Exercise: Reproduce the part of the data that opens with the line containing "of the parking" and closes with the line containing "point(529, 329)", keeping every line in it. Shift each x and y coordinate in the answer points by -109.

Dataset rows:
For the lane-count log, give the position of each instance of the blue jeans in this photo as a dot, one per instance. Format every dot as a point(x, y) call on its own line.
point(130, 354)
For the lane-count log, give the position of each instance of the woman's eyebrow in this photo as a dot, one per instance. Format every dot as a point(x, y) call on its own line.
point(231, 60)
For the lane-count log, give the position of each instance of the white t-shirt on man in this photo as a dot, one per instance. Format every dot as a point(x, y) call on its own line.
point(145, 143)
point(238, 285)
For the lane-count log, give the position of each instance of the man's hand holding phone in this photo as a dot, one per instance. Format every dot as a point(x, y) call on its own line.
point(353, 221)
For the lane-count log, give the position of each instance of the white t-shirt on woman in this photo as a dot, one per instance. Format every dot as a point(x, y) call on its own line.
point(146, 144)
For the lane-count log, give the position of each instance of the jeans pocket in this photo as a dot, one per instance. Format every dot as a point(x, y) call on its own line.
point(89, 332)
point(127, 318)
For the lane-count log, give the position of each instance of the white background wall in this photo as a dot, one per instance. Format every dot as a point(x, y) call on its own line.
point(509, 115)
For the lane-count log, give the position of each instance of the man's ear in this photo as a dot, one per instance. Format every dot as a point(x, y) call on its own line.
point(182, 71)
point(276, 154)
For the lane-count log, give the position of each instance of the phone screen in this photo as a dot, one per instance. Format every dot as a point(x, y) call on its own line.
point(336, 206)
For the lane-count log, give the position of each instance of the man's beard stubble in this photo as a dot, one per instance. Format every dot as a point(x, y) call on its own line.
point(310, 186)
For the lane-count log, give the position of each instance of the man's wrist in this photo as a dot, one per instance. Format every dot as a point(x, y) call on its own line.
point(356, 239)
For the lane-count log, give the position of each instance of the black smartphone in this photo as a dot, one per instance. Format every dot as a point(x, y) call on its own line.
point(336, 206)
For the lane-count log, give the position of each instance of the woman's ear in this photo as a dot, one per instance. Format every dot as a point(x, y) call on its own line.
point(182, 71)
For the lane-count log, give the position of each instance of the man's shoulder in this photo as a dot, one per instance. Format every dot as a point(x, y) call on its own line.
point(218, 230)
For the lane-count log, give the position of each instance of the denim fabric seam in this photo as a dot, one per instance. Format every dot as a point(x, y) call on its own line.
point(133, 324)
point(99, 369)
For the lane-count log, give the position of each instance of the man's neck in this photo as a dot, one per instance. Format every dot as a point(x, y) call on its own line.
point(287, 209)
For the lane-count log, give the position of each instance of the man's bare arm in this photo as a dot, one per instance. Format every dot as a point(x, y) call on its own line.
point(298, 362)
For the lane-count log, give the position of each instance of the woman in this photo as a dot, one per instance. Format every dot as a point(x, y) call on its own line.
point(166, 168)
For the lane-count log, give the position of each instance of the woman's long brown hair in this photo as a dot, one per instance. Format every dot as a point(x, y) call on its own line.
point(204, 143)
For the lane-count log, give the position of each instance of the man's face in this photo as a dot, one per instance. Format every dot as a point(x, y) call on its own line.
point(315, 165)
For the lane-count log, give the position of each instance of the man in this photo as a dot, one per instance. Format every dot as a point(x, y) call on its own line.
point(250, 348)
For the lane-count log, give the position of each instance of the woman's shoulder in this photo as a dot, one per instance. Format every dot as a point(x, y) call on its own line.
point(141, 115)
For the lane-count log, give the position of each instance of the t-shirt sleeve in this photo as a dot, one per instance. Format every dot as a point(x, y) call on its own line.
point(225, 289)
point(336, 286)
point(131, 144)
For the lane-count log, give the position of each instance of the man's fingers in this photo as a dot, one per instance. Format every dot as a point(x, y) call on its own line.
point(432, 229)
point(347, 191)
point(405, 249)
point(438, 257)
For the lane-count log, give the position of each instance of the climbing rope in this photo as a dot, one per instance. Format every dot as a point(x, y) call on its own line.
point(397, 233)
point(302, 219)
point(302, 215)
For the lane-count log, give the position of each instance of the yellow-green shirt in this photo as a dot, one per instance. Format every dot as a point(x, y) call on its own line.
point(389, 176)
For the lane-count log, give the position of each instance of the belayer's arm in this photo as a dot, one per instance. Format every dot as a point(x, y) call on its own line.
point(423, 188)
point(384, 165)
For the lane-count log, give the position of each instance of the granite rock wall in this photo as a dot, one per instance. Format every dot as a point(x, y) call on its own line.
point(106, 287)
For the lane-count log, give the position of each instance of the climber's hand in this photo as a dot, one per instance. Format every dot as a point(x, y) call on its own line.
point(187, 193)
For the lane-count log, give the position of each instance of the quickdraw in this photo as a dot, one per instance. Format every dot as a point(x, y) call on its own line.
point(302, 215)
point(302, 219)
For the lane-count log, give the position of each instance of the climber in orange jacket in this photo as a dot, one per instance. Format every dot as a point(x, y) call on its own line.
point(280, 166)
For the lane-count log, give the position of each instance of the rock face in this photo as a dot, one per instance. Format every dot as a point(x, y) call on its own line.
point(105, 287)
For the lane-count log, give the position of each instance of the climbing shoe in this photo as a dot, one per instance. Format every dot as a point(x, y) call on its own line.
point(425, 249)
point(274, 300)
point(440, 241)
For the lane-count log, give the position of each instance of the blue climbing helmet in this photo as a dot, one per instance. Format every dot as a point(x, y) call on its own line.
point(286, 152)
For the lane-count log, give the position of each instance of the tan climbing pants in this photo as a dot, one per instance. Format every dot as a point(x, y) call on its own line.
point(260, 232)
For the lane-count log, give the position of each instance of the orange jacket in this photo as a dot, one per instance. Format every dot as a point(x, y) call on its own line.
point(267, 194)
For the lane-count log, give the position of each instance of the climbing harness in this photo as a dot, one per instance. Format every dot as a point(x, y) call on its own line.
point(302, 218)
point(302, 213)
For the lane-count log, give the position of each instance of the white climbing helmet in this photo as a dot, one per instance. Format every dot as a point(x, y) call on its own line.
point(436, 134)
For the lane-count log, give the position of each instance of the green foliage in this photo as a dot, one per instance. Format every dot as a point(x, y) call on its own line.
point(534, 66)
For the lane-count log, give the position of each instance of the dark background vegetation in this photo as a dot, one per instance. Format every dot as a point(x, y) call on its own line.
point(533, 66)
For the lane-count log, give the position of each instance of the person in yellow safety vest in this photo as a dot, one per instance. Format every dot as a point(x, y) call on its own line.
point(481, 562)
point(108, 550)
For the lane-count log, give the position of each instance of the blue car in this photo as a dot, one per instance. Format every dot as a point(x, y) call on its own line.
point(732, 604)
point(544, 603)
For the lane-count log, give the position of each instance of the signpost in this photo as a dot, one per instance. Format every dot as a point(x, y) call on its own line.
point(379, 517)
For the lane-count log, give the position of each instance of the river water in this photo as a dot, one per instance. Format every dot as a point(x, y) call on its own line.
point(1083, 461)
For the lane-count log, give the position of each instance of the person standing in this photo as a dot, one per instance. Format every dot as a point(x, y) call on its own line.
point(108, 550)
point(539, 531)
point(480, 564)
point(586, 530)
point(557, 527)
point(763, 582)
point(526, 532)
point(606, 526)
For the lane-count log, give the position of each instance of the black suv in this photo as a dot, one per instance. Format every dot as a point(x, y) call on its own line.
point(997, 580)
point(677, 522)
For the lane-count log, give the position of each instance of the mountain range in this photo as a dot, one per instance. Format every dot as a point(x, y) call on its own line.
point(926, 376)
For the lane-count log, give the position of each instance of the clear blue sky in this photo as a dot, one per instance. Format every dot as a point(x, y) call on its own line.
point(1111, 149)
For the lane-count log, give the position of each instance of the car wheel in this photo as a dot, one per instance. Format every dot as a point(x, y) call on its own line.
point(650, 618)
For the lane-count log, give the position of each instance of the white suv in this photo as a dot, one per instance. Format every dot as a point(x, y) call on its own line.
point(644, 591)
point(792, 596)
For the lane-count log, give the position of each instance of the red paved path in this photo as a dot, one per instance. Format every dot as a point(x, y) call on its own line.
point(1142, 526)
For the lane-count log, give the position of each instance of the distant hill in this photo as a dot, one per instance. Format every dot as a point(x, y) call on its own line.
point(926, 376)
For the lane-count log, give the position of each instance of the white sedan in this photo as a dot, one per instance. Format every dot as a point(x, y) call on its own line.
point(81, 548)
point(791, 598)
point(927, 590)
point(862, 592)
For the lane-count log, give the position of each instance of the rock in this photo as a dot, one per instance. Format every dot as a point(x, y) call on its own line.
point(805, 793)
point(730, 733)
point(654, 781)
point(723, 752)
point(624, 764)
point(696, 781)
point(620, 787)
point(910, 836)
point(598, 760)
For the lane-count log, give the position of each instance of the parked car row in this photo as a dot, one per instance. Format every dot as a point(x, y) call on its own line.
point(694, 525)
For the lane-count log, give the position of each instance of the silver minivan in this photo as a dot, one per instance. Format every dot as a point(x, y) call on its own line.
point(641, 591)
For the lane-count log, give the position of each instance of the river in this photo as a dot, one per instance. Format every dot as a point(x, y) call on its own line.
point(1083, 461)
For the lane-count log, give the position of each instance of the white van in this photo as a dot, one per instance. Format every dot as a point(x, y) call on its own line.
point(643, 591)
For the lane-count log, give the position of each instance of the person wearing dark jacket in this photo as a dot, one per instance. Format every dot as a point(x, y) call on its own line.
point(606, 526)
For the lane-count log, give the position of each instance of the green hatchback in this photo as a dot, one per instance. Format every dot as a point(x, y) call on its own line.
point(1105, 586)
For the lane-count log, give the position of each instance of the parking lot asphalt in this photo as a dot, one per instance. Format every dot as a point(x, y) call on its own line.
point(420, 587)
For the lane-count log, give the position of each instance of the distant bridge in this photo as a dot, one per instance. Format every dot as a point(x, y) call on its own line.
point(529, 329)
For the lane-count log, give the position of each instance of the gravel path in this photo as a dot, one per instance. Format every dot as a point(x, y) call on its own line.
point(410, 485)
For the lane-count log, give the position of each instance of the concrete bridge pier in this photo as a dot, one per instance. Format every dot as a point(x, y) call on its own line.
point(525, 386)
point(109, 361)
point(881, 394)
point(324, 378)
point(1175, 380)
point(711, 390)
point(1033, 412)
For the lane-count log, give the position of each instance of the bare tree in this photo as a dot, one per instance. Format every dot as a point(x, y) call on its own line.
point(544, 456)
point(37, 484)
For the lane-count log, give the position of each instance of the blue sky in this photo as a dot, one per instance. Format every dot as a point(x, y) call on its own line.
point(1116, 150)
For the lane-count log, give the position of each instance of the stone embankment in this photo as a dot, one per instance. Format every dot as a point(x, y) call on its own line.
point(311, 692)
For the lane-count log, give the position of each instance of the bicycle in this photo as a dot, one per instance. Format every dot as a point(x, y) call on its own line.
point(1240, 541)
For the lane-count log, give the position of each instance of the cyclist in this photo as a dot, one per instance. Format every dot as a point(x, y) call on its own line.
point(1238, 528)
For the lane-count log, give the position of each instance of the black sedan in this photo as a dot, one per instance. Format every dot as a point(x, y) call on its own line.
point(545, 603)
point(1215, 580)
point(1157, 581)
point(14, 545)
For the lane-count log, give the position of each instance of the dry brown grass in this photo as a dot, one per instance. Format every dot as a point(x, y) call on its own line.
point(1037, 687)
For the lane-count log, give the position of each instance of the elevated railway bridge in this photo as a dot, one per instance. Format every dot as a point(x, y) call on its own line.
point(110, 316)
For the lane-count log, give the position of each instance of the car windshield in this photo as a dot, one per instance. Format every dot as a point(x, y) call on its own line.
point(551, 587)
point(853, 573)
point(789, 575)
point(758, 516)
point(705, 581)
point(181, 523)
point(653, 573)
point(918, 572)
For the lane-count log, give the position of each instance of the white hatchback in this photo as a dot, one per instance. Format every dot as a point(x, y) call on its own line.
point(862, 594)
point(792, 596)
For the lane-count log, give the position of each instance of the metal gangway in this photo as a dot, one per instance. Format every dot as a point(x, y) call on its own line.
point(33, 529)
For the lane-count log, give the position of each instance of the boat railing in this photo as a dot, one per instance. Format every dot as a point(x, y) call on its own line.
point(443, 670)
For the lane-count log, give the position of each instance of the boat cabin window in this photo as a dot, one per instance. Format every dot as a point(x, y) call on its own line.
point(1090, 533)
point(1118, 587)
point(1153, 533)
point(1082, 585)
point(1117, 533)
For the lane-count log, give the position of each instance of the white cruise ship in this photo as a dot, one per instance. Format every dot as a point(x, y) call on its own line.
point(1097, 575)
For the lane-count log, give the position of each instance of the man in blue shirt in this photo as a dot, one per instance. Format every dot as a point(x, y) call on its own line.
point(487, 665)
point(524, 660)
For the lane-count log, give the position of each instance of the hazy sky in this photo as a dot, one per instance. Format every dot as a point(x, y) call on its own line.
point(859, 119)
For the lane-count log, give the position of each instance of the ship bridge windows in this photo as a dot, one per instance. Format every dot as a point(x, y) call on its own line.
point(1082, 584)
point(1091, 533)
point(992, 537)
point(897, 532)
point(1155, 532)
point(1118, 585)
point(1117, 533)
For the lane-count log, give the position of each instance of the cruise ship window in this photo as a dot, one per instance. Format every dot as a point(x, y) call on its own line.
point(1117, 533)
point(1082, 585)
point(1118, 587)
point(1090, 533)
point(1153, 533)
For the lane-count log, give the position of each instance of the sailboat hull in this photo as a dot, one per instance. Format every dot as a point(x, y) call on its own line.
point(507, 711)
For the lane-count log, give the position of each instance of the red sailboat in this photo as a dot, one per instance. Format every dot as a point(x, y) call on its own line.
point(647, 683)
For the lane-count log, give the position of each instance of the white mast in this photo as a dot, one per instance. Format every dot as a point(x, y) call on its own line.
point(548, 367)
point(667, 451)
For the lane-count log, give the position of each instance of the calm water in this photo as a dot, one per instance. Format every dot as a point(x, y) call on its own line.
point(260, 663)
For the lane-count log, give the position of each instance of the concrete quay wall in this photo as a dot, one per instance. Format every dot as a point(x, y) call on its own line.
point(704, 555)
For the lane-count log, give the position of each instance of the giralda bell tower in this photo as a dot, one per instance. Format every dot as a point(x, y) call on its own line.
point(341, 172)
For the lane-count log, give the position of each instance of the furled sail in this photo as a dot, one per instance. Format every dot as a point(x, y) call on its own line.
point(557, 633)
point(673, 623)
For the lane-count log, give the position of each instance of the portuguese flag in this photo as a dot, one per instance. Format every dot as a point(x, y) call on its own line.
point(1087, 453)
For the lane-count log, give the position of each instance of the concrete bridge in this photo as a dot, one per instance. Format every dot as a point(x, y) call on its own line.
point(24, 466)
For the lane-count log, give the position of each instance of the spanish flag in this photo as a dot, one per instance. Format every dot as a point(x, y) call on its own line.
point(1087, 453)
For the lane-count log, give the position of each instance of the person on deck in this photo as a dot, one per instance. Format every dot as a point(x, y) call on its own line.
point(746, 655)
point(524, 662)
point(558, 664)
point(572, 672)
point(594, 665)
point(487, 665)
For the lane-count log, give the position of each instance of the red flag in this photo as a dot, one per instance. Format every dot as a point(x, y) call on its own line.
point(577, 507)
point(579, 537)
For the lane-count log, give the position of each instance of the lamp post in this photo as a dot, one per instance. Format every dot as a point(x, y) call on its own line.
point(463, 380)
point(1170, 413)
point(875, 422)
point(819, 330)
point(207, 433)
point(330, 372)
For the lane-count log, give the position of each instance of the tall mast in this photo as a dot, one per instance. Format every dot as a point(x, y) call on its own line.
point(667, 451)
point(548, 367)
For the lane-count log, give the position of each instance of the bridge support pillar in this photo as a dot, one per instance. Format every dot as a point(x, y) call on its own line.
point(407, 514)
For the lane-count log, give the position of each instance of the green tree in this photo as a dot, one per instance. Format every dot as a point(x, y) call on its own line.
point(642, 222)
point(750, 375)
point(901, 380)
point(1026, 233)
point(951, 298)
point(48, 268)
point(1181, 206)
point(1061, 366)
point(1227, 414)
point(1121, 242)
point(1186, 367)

Answer to the problem:
For the lane-count log, give the position of each instance of the parking lot asphalt in this photo as a dot, one per instance. Format every dot as a point(x, y) call on its own line.
point(311, 478)
For the lane-count log, give the position of each instance of the distant bridge in this photo as a dot, one per instance. Format every dot as a point(x, y) call on its own line.
point(420, 220)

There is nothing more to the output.